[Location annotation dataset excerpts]
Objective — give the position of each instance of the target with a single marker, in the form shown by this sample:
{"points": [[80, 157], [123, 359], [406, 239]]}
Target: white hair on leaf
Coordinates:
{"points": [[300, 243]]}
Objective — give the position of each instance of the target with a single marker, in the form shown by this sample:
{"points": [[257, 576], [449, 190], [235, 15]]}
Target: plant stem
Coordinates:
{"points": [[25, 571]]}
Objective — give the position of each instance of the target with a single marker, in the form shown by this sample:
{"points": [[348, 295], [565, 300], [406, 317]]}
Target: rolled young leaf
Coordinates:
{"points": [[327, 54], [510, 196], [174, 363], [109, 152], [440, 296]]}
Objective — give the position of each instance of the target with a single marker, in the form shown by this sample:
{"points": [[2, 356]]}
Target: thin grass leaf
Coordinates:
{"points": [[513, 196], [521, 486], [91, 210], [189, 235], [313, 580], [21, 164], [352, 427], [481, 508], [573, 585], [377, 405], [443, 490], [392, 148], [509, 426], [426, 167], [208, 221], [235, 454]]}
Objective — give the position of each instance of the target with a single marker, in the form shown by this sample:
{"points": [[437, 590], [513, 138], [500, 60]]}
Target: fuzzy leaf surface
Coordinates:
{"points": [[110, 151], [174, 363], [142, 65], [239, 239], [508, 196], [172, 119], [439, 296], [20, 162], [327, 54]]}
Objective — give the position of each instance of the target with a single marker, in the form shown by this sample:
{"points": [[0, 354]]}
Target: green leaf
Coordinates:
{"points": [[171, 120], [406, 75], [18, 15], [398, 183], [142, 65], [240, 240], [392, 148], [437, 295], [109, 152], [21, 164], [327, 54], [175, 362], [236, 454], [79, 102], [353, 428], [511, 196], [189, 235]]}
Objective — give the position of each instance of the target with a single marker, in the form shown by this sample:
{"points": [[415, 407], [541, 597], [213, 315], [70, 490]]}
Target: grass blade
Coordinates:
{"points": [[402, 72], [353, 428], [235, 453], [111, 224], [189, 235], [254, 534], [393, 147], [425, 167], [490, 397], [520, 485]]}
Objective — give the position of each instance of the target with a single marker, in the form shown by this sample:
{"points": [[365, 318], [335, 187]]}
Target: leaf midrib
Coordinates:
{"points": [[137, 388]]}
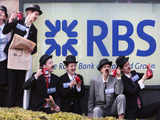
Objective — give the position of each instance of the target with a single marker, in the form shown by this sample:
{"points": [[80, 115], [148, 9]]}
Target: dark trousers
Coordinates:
{"points": [[3, 73], [73, 107], [16, 80], [3, 83], [146, 112]]}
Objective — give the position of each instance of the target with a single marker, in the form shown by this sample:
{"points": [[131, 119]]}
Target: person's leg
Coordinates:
{"points": [[26, 96], [150, 110], [119, 106], [12, 84], [97, 112], [19, 90]]}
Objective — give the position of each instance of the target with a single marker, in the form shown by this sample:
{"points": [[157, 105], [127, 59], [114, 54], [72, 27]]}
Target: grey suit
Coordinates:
{"points": [[106, 102]]}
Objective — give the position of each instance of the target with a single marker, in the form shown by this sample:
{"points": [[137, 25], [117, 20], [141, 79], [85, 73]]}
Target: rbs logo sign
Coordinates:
{"points": [[92, 39]]}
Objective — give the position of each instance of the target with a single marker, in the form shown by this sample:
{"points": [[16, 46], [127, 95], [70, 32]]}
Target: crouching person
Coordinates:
{"points": [[43, 86], [106, 98]]}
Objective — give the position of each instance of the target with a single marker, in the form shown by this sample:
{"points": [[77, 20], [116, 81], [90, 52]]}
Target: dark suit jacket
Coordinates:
{"points": [[70, 97], [131, 91], [39, 91], [96, 92], [13, 27]]}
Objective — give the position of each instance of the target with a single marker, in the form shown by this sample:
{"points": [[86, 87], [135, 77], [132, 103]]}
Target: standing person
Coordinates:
{"points": [[44, 87], [71, 87], [25, 28], [4, 39], [134, 83], [29, 10], [105, 95]]}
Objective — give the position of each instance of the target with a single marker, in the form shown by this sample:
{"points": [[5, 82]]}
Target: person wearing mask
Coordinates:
{"points": [[43, 86], [106, 93], [25, 28], [133, 84], [4, 39], [71, 87]]}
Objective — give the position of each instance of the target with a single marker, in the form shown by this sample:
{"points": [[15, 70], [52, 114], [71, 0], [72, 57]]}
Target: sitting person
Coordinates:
{"points": [[105, 96], [133, 83], [43, 85], [71, 87]]}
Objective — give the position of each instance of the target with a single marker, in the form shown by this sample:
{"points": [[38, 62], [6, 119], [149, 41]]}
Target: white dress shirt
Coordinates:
{"points": [[141, 84], [72, 77]]}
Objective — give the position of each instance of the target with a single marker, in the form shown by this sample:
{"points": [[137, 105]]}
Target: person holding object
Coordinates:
{"points": [[43, 86], [134, 83], [105, 94], [4, 39], [71, 87], [25, 28]]}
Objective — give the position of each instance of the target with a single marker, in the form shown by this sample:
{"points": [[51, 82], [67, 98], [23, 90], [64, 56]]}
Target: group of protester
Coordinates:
{"points": [[108, 95]]}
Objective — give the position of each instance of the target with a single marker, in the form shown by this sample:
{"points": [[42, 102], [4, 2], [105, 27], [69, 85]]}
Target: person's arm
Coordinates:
{"points": [[91, 99], [29, 83], [80, 89], [118, 86], [32, 81], [34, 39], [64, 89], [10, 25], [118, 83]]}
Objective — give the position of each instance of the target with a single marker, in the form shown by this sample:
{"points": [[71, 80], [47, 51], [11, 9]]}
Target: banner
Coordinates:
{"points": [[92, 31]]}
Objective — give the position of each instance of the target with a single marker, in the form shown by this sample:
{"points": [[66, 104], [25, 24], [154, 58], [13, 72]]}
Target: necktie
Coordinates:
{"points": [[105, 86], [138, 99], [47, 82], [139, 103]]}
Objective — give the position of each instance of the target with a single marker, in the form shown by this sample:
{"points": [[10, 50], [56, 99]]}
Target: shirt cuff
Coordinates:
{"points": [[118, 78], [141, 84], [78, 89]]}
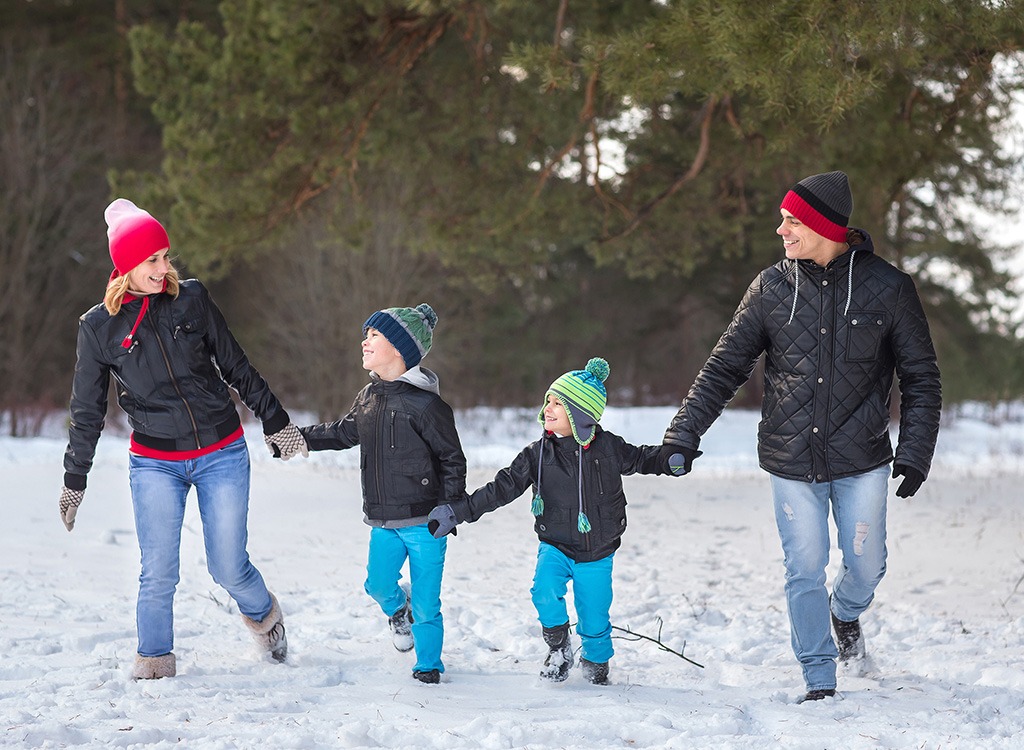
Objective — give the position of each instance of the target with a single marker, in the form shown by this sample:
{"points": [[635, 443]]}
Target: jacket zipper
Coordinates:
{"points": [[174, 382], [378, 432]]}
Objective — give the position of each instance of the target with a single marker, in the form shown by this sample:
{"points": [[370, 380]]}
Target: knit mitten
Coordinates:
{"points": [[70, 500], [287, 443]]}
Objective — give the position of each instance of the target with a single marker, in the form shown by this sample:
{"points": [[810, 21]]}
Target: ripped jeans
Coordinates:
{"points": [[858, 505]]}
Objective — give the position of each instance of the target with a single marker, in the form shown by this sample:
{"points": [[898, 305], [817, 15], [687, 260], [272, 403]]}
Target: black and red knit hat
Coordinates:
{"points": [[823, 203]]}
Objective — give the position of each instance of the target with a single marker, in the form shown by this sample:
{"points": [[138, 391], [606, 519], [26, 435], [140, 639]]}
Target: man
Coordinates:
{"points": [[835, 322]]}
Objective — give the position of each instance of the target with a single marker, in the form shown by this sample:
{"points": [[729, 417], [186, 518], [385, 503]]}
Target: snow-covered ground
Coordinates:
{"points": [[700, 564]]}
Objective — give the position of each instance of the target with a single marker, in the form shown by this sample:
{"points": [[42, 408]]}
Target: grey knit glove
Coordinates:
{"points": [[287, 443], [70, 500]]}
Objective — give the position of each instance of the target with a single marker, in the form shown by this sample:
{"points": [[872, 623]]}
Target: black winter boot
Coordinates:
{"points": [[849, 638], [595, 672], [559, 661]]}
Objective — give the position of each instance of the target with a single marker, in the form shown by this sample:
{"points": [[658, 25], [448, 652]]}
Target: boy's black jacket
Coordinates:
{"points": [[411, 458], [172, 382], [605, 461]]}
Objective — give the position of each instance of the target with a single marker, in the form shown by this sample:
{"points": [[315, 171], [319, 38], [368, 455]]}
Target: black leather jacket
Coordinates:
{"points": [[411, 458], [605, 461], [830, 350], [172, 382]]}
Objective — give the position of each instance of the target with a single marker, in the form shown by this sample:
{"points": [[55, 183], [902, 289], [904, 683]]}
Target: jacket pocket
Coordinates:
{"points": [[863, 335]]}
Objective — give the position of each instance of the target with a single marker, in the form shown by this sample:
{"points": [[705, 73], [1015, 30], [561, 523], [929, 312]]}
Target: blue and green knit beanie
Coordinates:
{"points": [[409, 329], [583, 394]]}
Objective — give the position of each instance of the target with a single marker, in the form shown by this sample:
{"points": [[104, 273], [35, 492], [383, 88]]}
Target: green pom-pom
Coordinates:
{"points": [[599, 368], [537, 507]]}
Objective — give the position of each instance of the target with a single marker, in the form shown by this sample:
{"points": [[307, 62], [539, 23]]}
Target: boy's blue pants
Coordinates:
{"points": [[591, 592], [388, 550]]}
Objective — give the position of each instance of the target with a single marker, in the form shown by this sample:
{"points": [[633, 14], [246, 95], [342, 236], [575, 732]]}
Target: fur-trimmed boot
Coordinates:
{"points": [[559, 661], [154, 667], [269, 632]]}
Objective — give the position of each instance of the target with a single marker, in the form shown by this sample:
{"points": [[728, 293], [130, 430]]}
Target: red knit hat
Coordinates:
{"points": [[823, 203], [132, 234]]}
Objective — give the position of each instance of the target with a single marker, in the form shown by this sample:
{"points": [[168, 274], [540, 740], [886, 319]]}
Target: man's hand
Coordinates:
{"points": [[912, 480], [70, 500], [677, 460], [287, 443], [441, 521]]}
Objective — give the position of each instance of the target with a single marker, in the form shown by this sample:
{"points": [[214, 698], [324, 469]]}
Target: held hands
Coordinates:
{"points": [[911, 482], [287, 443], [441, 521], [70, 500], [677, 460]]}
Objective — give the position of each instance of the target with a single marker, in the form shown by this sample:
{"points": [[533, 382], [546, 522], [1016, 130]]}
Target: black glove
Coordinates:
{"points": [[676, 460], [441, 521], [912, 480]]}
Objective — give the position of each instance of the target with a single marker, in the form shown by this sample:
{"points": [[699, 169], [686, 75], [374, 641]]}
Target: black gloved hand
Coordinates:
{"points": [[912, 480], [441, 521], [677, 460]]}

GIVEN INSTRUCTION: State how many lines of the items contain the string "knit", treating uppercase and lowercase as distinct, and give only that number.

FULL SOLUTION: 5